(Assigned task):
Output the listing word for word, minus pictures.

=== Section Start ===

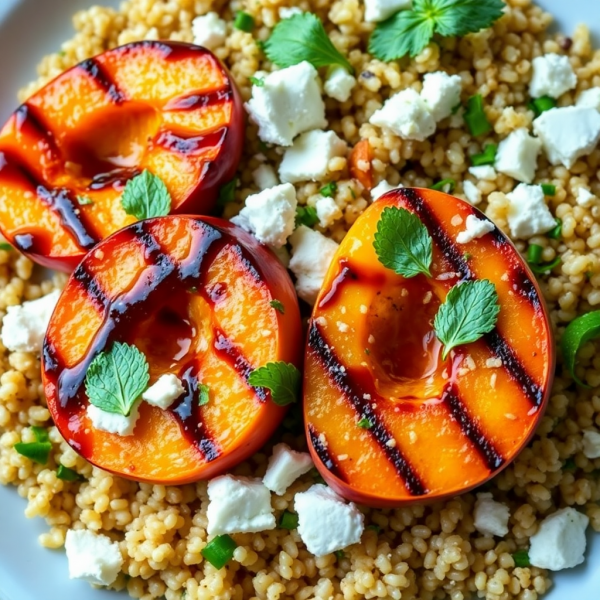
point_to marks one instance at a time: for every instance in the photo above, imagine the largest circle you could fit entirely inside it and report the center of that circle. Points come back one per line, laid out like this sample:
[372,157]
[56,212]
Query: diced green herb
[470,311]
[475,116]
[329,190]
[409,31]
[116,379]
[281,378]
[146,196]
[243,21]
[219,551]
[487,157]
[288,520]
[402,243]
[303,37]
[578,332]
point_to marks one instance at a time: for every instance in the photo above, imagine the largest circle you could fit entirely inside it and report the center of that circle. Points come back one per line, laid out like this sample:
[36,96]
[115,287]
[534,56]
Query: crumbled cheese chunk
[517,155]
[270,215]
[475,228]
[24,326]
[589,98]
[209,30]
[327,211]
[285,466]
[441,93]
[288,103]
[238,505]
[560,541]
[406,114]
[552,76]
[309,156]
[312,253]
[528,214]
[164,392]
[380,10]
[265,177]
[325,522]
[591,444]
[339,84]
[491,517]
[92,557]
[472,192]
[113,422]
[568,133]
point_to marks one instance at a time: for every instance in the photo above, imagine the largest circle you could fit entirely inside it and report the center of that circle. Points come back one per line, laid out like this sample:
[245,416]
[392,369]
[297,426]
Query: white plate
[30,29]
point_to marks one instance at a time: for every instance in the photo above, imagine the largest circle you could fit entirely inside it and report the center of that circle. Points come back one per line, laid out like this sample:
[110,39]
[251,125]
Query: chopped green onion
[243,21]
[534,254]
[219,551]
[555,233]
[288,520]
[475,116]
[548,189]
[487,157]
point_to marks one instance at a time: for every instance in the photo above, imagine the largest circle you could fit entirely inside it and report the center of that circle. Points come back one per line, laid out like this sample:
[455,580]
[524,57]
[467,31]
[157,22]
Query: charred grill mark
[490,455]
[97,72]
[340,378]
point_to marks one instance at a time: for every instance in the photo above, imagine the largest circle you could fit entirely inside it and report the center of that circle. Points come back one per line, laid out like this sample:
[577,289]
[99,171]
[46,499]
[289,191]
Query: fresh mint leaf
[146,196]
[116,379]
[402,243]
[281,378]
[470,311]
[303,37]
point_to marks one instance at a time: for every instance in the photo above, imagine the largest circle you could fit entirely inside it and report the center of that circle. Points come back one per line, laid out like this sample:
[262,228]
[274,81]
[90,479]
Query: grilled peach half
[388,420]
[194,295]
[67,153]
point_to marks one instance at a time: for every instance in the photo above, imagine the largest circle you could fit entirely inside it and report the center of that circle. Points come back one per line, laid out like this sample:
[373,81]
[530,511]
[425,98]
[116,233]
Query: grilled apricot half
[388,420]
[67,152]
[195,295]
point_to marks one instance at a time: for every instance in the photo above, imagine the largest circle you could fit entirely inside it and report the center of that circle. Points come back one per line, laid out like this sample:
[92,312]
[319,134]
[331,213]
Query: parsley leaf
[146,196]
[303,37]
[116,379]
[402,242]
[470,310]
[283,379]
[409,31]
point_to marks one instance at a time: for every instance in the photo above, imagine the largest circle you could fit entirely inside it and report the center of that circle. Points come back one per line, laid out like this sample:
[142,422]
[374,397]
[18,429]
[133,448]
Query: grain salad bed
[413,552]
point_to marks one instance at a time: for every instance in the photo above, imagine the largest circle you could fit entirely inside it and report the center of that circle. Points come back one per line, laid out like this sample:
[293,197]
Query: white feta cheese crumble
[528,214]
[591,444]
[113,422]
[209,30]
[312,254]
[24,326]
[325,522]
[552,76]
[560,541]
[92,557]
[309,156]
[517,155]
[238,505]
[270,215]
[475,228]
[406,114]
[472,192]
[285,466]
[339,84]
[164,392]
[568,133]
[490,517]
[441,93]
[288,103]
[380,10]
[327,211]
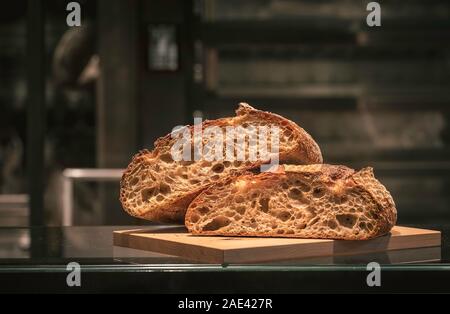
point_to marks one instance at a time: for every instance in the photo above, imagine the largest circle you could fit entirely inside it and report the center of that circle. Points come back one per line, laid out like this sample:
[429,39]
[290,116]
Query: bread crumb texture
[158,188]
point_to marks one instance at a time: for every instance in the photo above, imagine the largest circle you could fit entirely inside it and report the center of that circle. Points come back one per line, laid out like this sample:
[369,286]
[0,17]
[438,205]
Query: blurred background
[76,102]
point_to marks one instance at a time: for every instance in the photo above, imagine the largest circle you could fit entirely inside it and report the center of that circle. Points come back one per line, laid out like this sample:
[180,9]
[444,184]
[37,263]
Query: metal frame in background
[82,174]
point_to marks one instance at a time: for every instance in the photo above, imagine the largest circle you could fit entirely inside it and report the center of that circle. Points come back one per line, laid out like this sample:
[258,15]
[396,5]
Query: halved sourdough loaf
[315,201]
[157,188]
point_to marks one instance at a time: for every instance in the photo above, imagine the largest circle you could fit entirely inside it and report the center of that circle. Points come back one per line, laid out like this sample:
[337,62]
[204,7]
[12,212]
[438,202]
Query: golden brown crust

=== Section End ===

(Answer box):
point_to marks one instance at a time: for every instance in the photo above, imagine the largest circle you could fit entirely inside it and report the center of that circle. Points come back one per line, laid out like this sample:
[372,157]
[56,212]
Query: diced green herb
[470,311]
[475,116]
[329,190]
[409,31]
[116,379]
[281,378]
[146,196]
[243,21]
[219,551]
[487,157]
[288,520]
[402,243]
[303,37]
[578,332]
point_to marks one instance at a time: for every instance in the photo above, imagine the largest circle you could fit entirely inside it and report the center of that circle. Points come back one per line, laid out like this sample:
[36,96]
[115,287]
[534,56]
Query: crumbled cheese chunk
[517,155]
[270,215]
[475,228]
[24,326]
[589,98]
[209,30]
[327,211]
[285,466]
[441,93]
[288,103]
[238,505]
[560,541]
[406,114]
[552,76]
[309,156]
[312,253]
[528,214]
[164,392]
[380,10]
[265,177]
[325,522]
[591,444]
[339,84]
[491,517]
[92,557]
[472,192]
[113,422]
[568,133]
point_to marks one instance at a time: for every instance in the photo above, imagine the largest circle you could fit entirely inside it and report the center of that circle. Points come back one per line, laid out like this sample:
[245,416]
[392,369]
[297,426]
Query: white plate
[30,29]
point_to marks one instance at a time: for every instance in the photo above, imagine the largest circle you could fit entirely inside it and report the center of that circle. Points come back one per line, laid out like this sample:
[110,39]
[251,125]
Query: chopped green onion
[243,21]
[534,254]
[219,551]
[555,233]
[288,520]
[475,116]
[548,189]
[487,157]
point_to marks one instance at a time: for every instance in the photo above, imagine the largest circle you could fit entirely inside it and report the center of that circle. Points come back one per line, laid out like this sample:
[455,580]
[524,57]
[467,31]
[157,22]
Query: charred grill mark
[490,455]
[97,72]
[340,378]
point_to marks one instance at a time: for every instance in the photo above, imagine the largest circle you could fit entirely inside it and report the center of that circle. Points come back one per line, laid out like this sample:
[577,289]
[99,171]
[46,499]
[289,191]
Query: fresh mint leaf
[146,196]
[116,379]
[402,243]
[281,378]
[470,311]
[303,37]
point_to marks one instance at a time: for every instance in the photo above, imagine the largest circle you could fit entirely inside it and report the center of that circle. Points come back one per line, laid out like this sample:
[262,228]
[274,81]
[90,479]
Query: grilled peach half
[388,420]
[194,295]
[67,153]
point_to marks one instance at a time: for every instance in the photo above, imagine the largest circle you could fit entirely inside it and report the center of that circle. Points come back one per line, laid out like this sample:
[373,81]
[530,511]
[425,98]
[116,233]
Query: grilled apricot half
[388,420]
[67,152]
[195,295]
point_to marks one instance at a time: for every instance in the photo above, imagine the largest circle you could fit entirely inside it and report the center of that circle. Points come back one per line, laid out like this sample:
[92,312]
[319,134]
[331,213]
Query: parsley leaf
[146,196]
[303,37]
[116,379]
[402,242]
[470,310]
[283,379]
[409,31]
point_to marks one instance at a time: for every instance in the photo above, imagine the largest circle you could fit entirely inside it and report the center of that circle. Points come back one per line, laid out like this sample:
[142,422]
[374,397]
[18,429]
[133,448]
Query: grain salad bed
[413,552]
point_to marks one instance at a time: for every instance in the photo above, imagine the largest circle you could fit entirely inside it and report the center of that circle. Points come back one per line, laid out like this sample:
[293,197]
Query: white feta cheese crumble
[528,214]
[591,444]
[113,422]
[209,30]
[312,254]
[24,326]
[325,522]
[552,76]
[560,541]
[92,557]
[309,156]
[517,155]
[238,505]
[270,215]
[475,228]
[406,114]
[472,192]
[285,466]
[339,84]
[164,392]
[568,133]
[490,517]
[441,93]
[288,103]
[380,10]
[327,211]
point_to marks one instance at a time: for every instance in the photo above, imagine the largest circle you could fit entirely inside it and report the center of that circle. Points come back one per line, laid out like this sample:
[429,39]
[290,116]
Query: bread crumb texture
[158,188]
point_to marks one instance at a time: for every instance in the photo above, imagine the largest circle you could fit entirely inside it and report the center of that circle. Points come back one per line, laid out like this sample:
[369,286]
[0,17]
[438,205]
Query: blurred background
[76,102]
point_to marks one instance at a time: for every instance in the photo above, imagine the largest circle you could fit entirely inside it and report the center of that circle. Points come back one per line, laid out like this sample:
[180,9]
[444,184]
[37,263]
Query: metal frame in background
[82,174]
point_to marks one instance at a time: for every instance in the photo above, imagine the largest circle you could fit entirely inside it and report the center of that circle. Points come back one per line, laid out like this sample:
[258,15]
[396,5]
Query: halved sourdough loaf
[315,201]
[157,188]
point_to marks one instance at a time: for every instance in the photo above, imagine the largest circle you could fit entirely inside it and report the center of that circle. Points come back one per line, laid out like this sample:
[337,62]
[204,7]
[12,212]
[438,202]
Query: golden brown crust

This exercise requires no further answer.